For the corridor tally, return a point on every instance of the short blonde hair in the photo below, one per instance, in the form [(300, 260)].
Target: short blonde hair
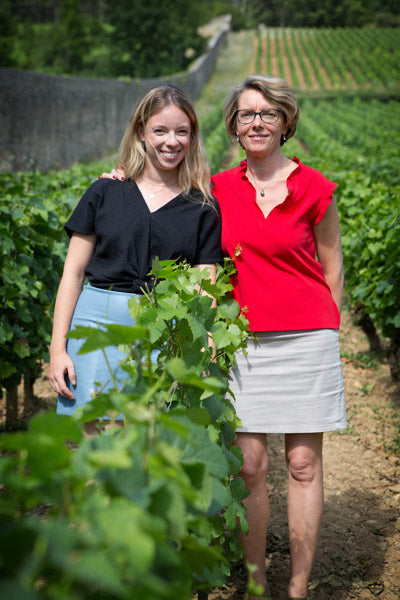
[(274, 90), (193, 171)]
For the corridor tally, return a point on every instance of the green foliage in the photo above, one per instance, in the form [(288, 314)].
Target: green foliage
[(341, 58), (33, 247), (370, 216), (153, 39), (124, 38), (149, 510), (367, 170), (216, 138)]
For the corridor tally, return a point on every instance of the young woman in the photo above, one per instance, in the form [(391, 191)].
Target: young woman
[(163, 208)]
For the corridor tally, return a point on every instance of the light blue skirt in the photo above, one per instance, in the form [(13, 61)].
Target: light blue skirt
[(95, 308), (290, 382)]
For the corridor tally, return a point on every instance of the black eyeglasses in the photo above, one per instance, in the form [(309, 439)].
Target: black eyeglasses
[(246, 117)]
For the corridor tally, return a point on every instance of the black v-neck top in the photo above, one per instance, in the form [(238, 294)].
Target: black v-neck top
[(129, 236)]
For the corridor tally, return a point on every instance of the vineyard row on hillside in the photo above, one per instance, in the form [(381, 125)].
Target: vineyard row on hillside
[(331, 59), (351, 142)]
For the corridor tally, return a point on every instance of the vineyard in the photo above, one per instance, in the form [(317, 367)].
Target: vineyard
[(349, 59), (179, 488)]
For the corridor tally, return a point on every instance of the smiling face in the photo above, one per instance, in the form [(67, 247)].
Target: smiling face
[(259, 139), (166, 137)]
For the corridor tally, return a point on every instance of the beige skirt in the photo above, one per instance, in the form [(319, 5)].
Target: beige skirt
[(290, 382)]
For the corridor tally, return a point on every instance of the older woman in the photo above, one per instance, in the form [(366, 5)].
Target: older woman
[(289, 280)]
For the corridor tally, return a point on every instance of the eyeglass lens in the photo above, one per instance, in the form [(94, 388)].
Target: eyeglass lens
[(268, 116)]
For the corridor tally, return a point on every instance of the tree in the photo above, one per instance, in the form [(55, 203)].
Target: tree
[(152, 39)]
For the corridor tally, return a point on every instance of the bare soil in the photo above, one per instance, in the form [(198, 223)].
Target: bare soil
[(359, 550)]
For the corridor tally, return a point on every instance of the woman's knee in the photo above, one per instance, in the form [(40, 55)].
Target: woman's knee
[(304, 465), (255, 465)]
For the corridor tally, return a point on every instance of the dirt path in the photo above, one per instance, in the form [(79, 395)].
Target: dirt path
[(359, 550)]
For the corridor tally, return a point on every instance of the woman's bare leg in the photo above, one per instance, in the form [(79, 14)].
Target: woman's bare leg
[(305, 506), (254, 474)]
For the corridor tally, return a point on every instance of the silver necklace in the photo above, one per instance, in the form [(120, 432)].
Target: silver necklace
[(252, 178), (159, 185)]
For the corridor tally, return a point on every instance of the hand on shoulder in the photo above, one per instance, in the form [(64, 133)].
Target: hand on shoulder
[(118, 173)]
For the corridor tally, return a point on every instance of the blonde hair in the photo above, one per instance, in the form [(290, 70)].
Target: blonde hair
[(193, 171), (274, 90)]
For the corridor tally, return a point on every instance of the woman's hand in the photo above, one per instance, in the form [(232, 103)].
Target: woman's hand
[(61, 365), (118, 173)]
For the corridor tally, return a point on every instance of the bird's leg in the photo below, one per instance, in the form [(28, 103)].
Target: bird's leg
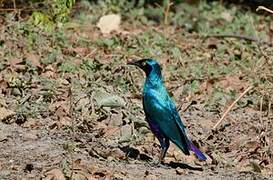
[(165, 144)]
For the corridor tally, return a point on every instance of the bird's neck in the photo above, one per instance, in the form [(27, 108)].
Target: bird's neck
[(154, 80)]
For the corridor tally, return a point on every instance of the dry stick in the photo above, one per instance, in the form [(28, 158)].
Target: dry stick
[(247, 38), (264, 8), (231, 106), (166, 12), (71, 113)]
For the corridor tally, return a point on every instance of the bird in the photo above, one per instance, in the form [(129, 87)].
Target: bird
[(161, 112)]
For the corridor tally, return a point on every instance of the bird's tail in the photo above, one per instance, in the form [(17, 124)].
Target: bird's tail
[(197, 152)]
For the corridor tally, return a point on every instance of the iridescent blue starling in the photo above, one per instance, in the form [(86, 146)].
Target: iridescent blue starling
[(161, 113)]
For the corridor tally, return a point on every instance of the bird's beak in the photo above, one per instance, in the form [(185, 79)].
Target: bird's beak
[(133, 62)]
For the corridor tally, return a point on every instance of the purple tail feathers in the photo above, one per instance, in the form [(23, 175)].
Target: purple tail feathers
[(197, 152)]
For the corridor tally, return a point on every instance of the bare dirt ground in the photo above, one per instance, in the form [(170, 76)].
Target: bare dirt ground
[(29, 152), (70, 108)]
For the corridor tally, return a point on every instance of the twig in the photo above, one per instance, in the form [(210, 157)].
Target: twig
[(71, 113), (230, 107), (166, 11), (264, 8), (233, 36)]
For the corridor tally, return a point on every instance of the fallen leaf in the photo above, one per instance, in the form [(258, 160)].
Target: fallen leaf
[(5, 113), (226, 16), (34, 59), (105, 99), (109, 23), (54, 174)]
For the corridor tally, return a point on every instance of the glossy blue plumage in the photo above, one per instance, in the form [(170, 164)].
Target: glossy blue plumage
[(161, 113)]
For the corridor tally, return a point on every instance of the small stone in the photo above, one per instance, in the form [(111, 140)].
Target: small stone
[(115, 120), (30, 136), (151, 177), (144, 130), (126, 132)]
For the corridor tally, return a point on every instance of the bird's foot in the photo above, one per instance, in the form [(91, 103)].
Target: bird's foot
[(159, 164)]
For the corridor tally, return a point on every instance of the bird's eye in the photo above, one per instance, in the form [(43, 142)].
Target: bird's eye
[(143, 63)]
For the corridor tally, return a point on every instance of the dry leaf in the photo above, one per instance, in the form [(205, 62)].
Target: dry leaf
[(54, 174), (109, 23), (34, 59), (4, 113)]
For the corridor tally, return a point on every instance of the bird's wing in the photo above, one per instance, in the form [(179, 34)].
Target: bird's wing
[(184, 133), (164, 113)]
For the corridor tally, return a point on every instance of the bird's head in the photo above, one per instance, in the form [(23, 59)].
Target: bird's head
[(147, 65)]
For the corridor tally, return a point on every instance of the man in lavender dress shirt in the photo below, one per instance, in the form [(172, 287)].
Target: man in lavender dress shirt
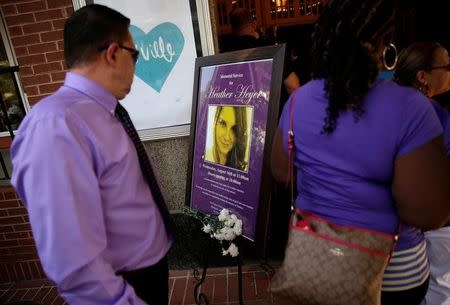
[(76, 170)]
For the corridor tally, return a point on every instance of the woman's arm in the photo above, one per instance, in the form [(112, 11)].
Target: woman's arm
[(279, 159), (421, 185)]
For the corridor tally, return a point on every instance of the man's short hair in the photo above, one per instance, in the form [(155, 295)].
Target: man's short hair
[(90, 29), (239, 18)]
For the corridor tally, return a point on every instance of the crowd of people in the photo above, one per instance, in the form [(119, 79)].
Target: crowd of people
[(369, 152)]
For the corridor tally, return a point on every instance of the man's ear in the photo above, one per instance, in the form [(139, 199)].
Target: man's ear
[(111, 53), (420, 75)]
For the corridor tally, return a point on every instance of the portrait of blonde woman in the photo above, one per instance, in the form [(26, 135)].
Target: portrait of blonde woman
[(227, 139)]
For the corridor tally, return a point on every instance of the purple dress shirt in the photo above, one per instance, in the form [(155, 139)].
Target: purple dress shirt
[(91, 211)]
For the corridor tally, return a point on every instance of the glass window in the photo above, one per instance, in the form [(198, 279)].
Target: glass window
[(12, 109)]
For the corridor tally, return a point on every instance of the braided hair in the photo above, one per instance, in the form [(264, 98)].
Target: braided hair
[(346, 38)]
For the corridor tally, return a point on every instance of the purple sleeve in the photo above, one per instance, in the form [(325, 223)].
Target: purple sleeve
[(419, 124), (54, 176)]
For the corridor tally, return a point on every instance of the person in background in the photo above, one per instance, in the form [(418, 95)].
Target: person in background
[(245, 33), (368, 152), (426, 67), (99, 231)]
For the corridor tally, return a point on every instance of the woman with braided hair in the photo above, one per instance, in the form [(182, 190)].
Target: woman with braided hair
[(368, 152)]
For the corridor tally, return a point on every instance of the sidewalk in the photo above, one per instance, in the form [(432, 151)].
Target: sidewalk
[(220, 286)]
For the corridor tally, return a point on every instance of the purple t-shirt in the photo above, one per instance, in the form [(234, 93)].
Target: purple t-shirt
[(346, 176)]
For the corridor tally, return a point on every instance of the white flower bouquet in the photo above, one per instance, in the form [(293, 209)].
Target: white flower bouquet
[(224, 227)]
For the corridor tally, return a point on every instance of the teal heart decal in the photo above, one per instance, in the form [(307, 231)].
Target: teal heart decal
[(159, 50)]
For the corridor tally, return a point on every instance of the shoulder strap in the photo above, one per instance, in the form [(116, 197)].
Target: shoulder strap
[(291, 148)]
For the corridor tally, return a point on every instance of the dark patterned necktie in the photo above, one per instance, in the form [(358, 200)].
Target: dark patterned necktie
[(146, 167)]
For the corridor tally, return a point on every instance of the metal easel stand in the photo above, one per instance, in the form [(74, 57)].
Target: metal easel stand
[(200, 297)]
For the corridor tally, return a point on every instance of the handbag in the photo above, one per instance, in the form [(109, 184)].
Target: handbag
[(327, 263)]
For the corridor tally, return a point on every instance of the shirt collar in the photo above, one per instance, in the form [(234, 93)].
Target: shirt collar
[(91, 89)]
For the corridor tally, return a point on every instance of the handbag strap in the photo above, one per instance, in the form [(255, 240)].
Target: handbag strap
[(291, 152)]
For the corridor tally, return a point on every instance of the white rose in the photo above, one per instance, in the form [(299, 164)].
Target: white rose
[(230, 235), (219, 236), (224, 214), (229, 222), (233, 250), (207, 228)]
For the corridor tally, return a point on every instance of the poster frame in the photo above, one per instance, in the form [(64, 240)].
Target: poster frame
[(275, 53)]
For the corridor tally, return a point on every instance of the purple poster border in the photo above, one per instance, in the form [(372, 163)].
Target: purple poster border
[(234, 116)]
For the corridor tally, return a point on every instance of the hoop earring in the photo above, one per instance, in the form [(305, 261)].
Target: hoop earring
[(424, 88), (394, 48)]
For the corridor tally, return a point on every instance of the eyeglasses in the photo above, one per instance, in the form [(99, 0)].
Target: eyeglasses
[(134, 53), (446, 67)]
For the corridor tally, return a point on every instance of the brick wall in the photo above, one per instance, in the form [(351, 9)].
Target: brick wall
[(36, 31)]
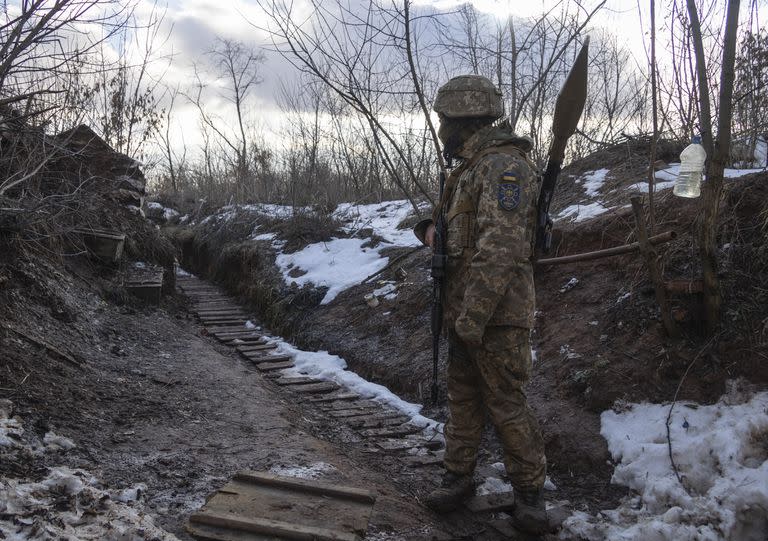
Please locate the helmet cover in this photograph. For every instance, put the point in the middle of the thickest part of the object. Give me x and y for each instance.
(469, 96)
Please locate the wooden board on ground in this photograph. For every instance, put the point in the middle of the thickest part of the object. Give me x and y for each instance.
(403, 444)
(271, 367)
(377, 420)
(236, 341)
(315, 388)
(256, 506)
(259, 358)
(354, 411)
(223, 321)
(232, 332)
(428, 459)
(258, 347)
(295, 380)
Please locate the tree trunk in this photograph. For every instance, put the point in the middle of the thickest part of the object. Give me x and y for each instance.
(713, 188)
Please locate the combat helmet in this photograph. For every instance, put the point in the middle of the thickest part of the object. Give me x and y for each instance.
(469, 96)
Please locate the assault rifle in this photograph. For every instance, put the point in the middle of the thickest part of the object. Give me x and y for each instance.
(568, 109)
(439, 260)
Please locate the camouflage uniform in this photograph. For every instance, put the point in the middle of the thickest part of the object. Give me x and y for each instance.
(489, 304)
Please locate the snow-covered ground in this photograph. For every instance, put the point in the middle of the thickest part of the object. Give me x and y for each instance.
(67, 504)
(593, 181)
(721, 455)
(325, 366)
(342, 263)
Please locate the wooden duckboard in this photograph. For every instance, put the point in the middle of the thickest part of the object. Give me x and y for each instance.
(256, 506)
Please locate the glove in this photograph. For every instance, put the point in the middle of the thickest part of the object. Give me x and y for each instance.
(469, 330)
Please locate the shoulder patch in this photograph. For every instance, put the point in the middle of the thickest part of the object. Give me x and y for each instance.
(509, 194)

────────────────────────────────────────

### TASK OBJECTIVE
The answer must consist of every line above that contains the word "below".

### OUTPUT FOR THIS TASK
For the corridor tally, return a point on every instance of the short blonde hair in the photo below, one per instance, in the form [(300, 260)].
For the corridor tally, return a point on every instance of the bird's leg in the photo below, one per instance, in the form [(28, 103)].
For the corridor tally, return a point on every instance of the man in lavender dress shirt in the photo below, one per instance, in the form [(172, 287)].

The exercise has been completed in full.